* Task instructions: Print the newspaper article about the Clark sisters and volleyball word for word, in full.

* Selected extract:
○ ○ ○

Photo by SANDY SUMMERS
Yakima Herald-Republic
 
Leaving Their Mark
 
It may have taken a little prodding, but ACH's Clarks
have shined since they got on the court


By SCOTT SANDSBERRY
YAKIMA HERALD-REPUBLIC

Volleyball was the first love of their older sister and their mother, but Bailee and Kami Clark came grudgingly to the game in which they have helped Almira/Coulee-Hartline become a Class B powerhouse.

Or else they’ve loved it since the start.

Depends on who’s telling the tale.

According to the parents, mom Kim practically had to arm-twist them into trying it.

“We just love all sports,” says Kami, the freshman prodigy. “It wasn’t like that.”

“It was, too,” laughs dad Dale.

“Was not.”

“Oh, c’mon,” Dale laughs. “Your mom’s been after you to play since you were born, almost.”

Kim Clark loved volleyball, but when she was in high school in the late 1970s, “Girls’ sports weren’t exactly what they are now,” she says. Her senior season, 1978, only six girls turned out for volleyball, and one quit ... so they didn’t have a team.

○ ○ ○

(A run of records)
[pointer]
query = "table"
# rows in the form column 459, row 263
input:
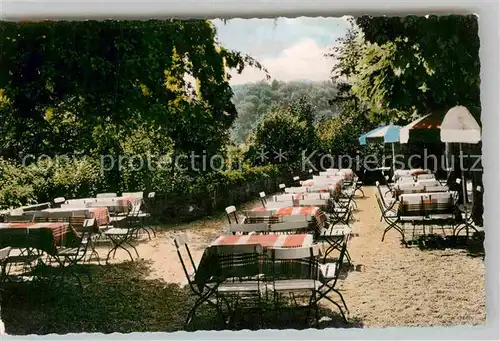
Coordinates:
column 295, row 199
column 101, row 214
column 42, row 236
column 312, row 211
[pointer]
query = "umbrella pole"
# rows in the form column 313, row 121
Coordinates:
column 464, row 189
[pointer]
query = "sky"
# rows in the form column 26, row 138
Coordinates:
column 289, row 48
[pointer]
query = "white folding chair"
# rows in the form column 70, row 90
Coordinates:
column 279, row 204
column 133, row 194
column 313, row 202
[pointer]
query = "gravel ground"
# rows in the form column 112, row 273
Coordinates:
column 392, row 285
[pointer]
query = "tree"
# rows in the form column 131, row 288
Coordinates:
column 283, row 135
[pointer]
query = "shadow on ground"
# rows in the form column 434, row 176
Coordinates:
column 120, row 299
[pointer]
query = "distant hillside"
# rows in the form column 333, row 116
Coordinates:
column 254, row 100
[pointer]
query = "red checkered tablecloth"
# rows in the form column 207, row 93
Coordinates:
column 267, row 241
column 44, row 236
column 101, row 214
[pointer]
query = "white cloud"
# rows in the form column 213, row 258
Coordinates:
column 303, row 61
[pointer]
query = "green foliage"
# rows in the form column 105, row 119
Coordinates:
column 254, row 101
column 45, row 180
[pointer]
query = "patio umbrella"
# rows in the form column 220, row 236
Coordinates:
column 426, row 128
column 384, row 134
column 459, row 126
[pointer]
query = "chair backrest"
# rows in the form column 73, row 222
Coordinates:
column 436, row 188
column 106, row 195
column 292, row 263
column 296, row 217
column 237, row 261
column 340, row 260
column 231, row 210
column 133, row 194
column 36, row 207
column 313, row 202
column 76, row 202
column 380, row 204
column 263, row 200
column 247, row 228
column 4, row 252
column 64, row 216
column 381, row 195
column 289, row 198
column 425, row 176
column 317, row 195
column 19, row 217
column 258, row 213
column 279, row 204
column 291, row 226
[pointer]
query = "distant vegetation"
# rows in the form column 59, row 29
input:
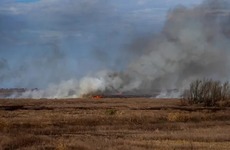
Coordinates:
column 208, row 92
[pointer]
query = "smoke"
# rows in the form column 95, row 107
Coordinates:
column 194, row 43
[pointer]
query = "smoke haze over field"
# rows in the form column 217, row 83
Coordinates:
column 193, row 43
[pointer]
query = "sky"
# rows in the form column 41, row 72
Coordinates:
column 47, row 41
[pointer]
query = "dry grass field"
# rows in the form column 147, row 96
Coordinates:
column 111, row 124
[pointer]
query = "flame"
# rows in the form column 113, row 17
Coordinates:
column 97, row 97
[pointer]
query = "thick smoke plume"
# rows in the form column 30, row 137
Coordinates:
column 194, row 43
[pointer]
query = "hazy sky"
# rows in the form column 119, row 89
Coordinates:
column 53, row 40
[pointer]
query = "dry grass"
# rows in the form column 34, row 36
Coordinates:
column 111, row 124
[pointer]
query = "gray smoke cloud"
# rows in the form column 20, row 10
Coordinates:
column 194, row 43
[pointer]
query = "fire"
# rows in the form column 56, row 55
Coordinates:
column 97, row 97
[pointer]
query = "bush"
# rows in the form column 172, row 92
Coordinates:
column 207, row 92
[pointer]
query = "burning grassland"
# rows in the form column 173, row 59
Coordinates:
column 193, row 43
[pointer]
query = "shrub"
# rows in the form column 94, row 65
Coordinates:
column 207, row 92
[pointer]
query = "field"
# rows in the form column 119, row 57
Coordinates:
column 111, row 124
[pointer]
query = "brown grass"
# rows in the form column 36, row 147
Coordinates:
column 111, row 124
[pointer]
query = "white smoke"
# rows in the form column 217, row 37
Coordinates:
column 194, row 43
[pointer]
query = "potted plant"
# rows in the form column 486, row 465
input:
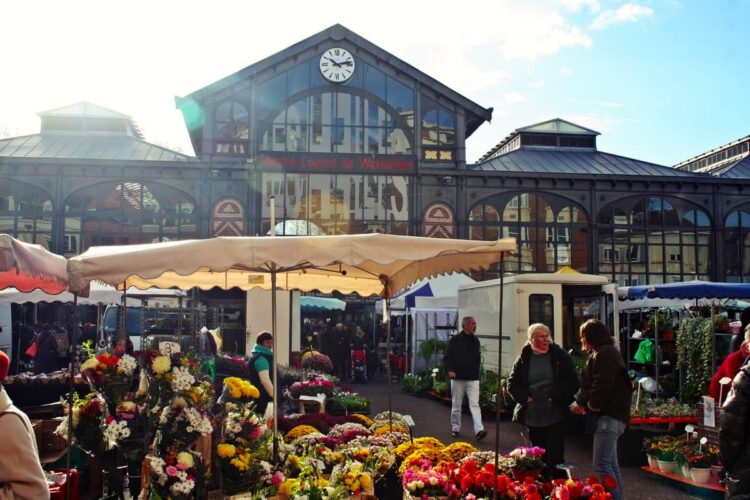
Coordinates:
column 700, row 467
column 527, row 462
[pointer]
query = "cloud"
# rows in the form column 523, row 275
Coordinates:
column 628, row 13
column 514, row 97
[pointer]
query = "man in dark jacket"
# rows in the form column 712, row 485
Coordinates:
column 462, row 359
column 734, row 436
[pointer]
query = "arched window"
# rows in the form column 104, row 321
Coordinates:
column 371, row 113
column 128, row 213
column 737, row 245
column 231, row 125
column 26, row 213
column 438, row 131
column 550, row 231
column 650, row 240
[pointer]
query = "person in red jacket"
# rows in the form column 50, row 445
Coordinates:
column 729, row 368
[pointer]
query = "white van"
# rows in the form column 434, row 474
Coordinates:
column 6, row 330
column 562, row 301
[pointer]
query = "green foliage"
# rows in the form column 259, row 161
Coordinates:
column 430, row 347
column 694, row 350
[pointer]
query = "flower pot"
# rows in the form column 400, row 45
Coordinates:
column 521, row 475
column 700, row 475
column 667, row 466
column 685, row 470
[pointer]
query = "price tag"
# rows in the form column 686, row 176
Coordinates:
column 709, row 411
column 169, row 348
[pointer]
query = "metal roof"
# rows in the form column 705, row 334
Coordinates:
column 86, row 147
column 736, row 170
column 575, row 163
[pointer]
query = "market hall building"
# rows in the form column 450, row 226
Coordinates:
column 343, row 137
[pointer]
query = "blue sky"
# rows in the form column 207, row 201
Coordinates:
column 661, row 80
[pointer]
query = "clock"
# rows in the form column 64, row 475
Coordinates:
column 337, row 65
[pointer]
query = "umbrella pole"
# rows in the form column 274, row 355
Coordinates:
column 274, row 400
column 71, row 387
column 499, row 369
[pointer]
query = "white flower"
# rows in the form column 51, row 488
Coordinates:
column 127, row 364
column 90, row 363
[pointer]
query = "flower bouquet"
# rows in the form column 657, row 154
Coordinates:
column 424, row 482
column 312, row 387
column 180, row 426
column 88, row 423
column 175, row 475
column 109, row 375
column 316, row 361
column 527, row 462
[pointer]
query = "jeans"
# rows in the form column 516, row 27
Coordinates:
column 471, row 389
column 608, row 430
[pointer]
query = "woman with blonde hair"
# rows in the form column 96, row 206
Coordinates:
column 542, row 382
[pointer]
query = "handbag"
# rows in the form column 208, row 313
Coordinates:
column 31, row 351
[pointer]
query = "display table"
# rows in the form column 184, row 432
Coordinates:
column 713, row 486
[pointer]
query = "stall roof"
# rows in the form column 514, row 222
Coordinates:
column 687, row 290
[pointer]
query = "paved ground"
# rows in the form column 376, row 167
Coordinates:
column 432, row 418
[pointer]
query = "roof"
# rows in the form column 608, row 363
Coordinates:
column 557, row 126
column 575, row 163
column 85, row 109
column 83, row 147
column 338, row 33
column 735, row 170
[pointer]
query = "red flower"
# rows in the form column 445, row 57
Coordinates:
column 610, row 483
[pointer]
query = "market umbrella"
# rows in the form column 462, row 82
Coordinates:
column 29, row 267
column 366, row 264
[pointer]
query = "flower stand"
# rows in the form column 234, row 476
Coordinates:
column 700, row 475
column 522, row 475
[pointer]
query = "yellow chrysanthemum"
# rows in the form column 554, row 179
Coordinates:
column 226, row 450
column 459, row 450
column 161, row 364
column 185, row 458
column 429, row 442
column 299, row 431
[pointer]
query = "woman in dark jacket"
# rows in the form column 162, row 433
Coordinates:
column 605, row 395
column 734, row 436
column 543, row 382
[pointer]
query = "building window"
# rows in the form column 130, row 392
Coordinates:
column 26, row 213
column 320, row 204
column 231, row 126
column 438, row 131
column 653, row 240
column 550, row 232
column 127, row 213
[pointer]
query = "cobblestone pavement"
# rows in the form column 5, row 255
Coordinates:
column 432, row 418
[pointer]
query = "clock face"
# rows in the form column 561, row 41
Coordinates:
column 337, row 65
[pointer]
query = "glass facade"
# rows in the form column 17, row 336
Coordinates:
column 371, row 113
column 737, row 245
column 26, row 213
column 652, row 240
column 317, row 204
column 550, row 231
column 127, row 213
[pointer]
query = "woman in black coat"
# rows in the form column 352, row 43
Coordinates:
column 543, row 382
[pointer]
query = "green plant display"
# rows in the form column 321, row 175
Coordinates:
column 430, row 347
column 694, row 340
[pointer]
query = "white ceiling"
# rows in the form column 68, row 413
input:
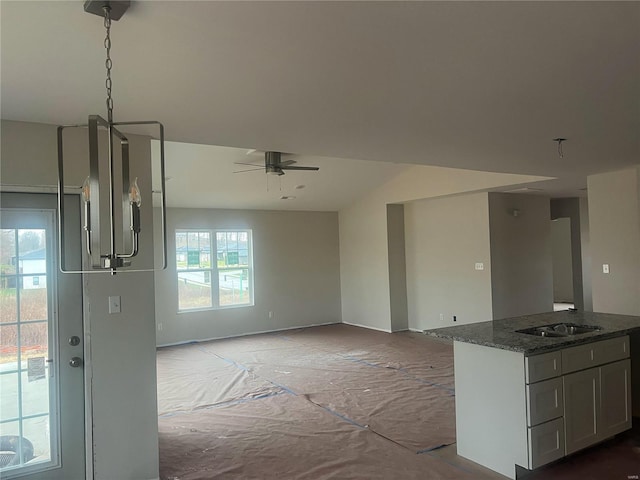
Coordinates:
column 201, row 176
column 476, row 85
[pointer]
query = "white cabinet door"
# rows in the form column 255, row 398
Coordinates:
column 581, row 405
column 544, row 401
column 546, row 443
column 615, row 397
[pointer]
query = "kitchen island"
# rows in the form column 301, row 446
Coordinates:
column 528, row 392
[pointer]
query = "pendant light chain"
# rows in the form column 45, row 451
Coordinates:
column 108, row 64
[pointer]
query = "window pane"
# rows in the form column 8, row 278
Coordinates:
column 8, row 300
column 7, row 251
column 34, row 340
column 194, row 290
column 9, row 345
column 234, row 287
column 32, row 251
column 35, row 390
column 9, row 397
column 33, row 298
column 36, row 430
column 181, row 250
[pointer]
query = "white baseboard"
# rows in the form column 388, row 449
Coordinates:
column 185, row 342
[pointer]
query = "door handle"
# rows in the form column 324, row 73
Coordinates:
column 75, row 362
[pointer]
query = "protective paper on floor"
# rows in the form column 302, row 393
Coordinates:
column 400, row 386
column 189, row 378
column 284, row 437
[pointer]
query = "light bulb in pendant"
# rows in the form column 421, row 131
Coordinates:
column 134, row 193
column 86, row 190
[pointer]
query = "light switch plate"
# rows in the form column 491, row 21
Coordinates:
column 114, row 304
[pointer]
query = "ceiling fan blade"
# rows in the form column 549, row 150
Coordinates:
column 300, row 168
column 249, row 170
column 250, row 164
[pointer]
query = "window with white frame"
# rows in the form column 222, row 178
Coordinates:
column 214, row 269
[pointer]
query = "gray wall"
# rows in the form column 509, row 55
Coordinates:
column 561, row 260
column 614, row 219
column 576, row 209
column 397, row 267
column 121, row 366
column 521, row 270
column 445, row 238
column 585, row 247
column 296, row 275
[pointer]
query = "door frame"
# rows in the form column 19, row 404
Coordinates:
column 45, row 198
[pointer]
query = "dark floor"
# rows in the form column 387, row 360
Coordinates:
column 334, row 402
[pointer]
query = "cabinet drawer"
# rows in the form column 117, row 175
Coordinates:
column 594, row 354
column 541, row 367
column 546, row 443
column 545, row 401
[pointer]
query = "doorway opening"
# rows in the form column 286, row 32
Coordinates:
column 563, row 296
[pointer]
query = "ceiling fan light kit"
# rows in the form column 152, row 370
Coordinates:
column 124, row 199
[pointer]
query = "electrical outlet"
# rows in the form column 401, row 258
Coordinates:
column 114, row 304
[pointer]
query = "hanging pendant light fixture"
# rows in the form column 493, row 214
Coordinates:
column 127, row 194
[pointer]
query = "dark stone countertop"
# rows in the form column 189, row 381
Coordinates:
column 502, row 333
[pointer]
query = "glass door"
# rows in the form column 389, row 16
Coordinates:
column 38, row 386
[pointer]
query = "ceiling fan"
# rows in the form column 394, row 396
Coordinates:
column 273, row 164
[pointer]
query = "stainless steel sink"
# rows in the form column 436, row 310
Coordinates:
column 560, row 330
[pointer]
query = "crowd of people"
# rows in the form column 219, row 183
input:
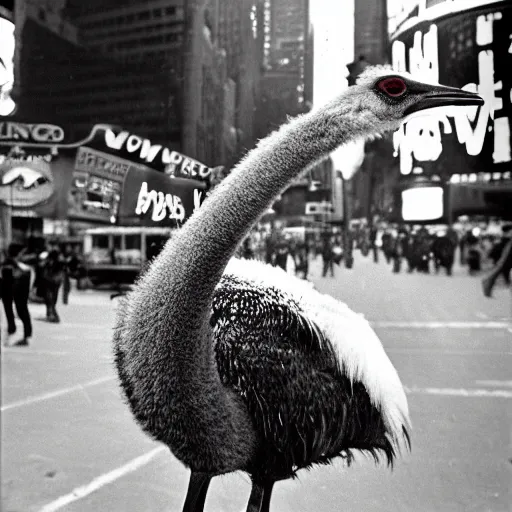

○ ○ ○

* Output of the task:
Photo by SANDY SUMMERS
Yakima Herald-Republic
 
Leaving Their Mark
 
It may have taken a little prodding, but ACH's Clarks
have shined since they got on the court


By SCOTT SANDSBERRY
YAKIMA HERALD-REPUBLIC

Volleyball was the first love of their older sister and their mother, but Bailee and Kami Clark came grudgingly to the game in which they have helped Almira/Coulee-Hartline become a Class B powerhouse.

Or else they’ve loved it since the start.

Depends on who’s telling the tale.

According to the parents, mom Kim practically had to arm-twist them into trying it.

“We just love all sports,” says Kami, the freshman prodigy. “It wasn’t like that.”

“It was, too,” laughs dad Dale.

“Was not.”

“Oh, c’mon,” Dale laughs. “Your mom’s been after you to play since you were born, almost.”

Kim Clark loved volleyball, but when she was in high school in the late 1970s, “Girls’ sports weren’t exactly what they are now,” she says. Her senior season, 1978, only six girls turned out for volleyball, and one quit ... so they didn’t have a team.